Osteoporosis--It's More Likely Than
You Think
Part 1 of 4
IT TURNS OUT that we were
wrong to accept osteoporosis as a part of aging. New medications can slow and even reverse
the disease. The key to preventing further bone breakdown is finding out you need such
meds.
Osteoporosis leads to weakened bones and increased susceptibility to fractures of the
hip, spine and wrist. Its main cause in postmenopausal women is a decline in estrogen,
which can be dramatic--2% to 8% per year.
In the U.S. today, more than ten million Americans have osteoporosis. Another 18
million are at considerable risk. The dollar cost of this disease annually is currently
$14 billion.
Each year more than a million fractures are attributed to osteoporosis. One quarter of
these breaks are hip fractures, comprising the twelfth greatest cause of death in
postmenopausal women. Annually nearly 50,000 hip fracture patients die from complications,
usually due to blood clots that develop after hip replacement surgery.
With that astonishing fact, it's easy to panic when learning you have osteoporosis. The
diagnosis implies that since the bone damage is done, it's too late to get help. Today
this is not always the case. It is never too late to start taking medication to mend your
bones. Whatever your age, you can begin now to improve your bone health for the rest of
your life. Otherwise, the threat of this disease is like a walking time bomb.
We don't think of osteoporosis as a men's problem, but it can be. They have two
advantages that protect them. Men do not undergo menopause. They also begin from a better
standpoint: As youngsters, males generally produce more bone mass than females do.
Our bones normally regenerate. They are living tissues, much like skin. The
reabsorption cycle consists of eating away the old and regenerating new. The cycle
continues after menopause, but while the bones are being eaten away, they are replaced ten
times slower after postmenopause.
Calcium is crucial to bone regeneration. The body will get its needed calcium one way
or another. When we do not supply our bodies with adequate calcium, the body leeches this
mineral from our bones.
Dangers
As bone density decreases, the weakened bones--most commonly the wrist, hip, and
spine--can break easily. Compression fractures in the spine, another result of
osteoporosis, may cause back pain, hump-back (Dowager hump), height loss, and curvature of
the spine.
Osteoporosis's destruction is similar to that of termite-ridden wood. You don't see the
damage coming. Called a silent disease, osteoporosis has no outward symptoms. The person
is unaware of the damage taking place until a fracture occurs. And this may be triggered
simply by stepping off a curb the wrong way.

◆ ◆ ◆ ◆ ◆

* **The problem**: In the osteoporosis article, what is the main cause of the disease in postmenopausal women?

◆ ◆ ◆ ◆ ◆

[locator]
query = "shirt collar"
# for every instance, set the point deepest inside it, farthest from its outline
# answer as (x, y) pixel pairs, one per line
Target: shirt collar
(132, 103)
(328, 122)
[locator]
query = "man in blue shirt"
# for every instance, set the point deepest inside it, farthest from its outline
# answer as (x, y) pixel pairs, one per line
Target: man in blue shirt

◆ ◆ ◆ ◆ ◆

* **Answer box**: A decline in estrogen, which can drop by 2% to 8% per year.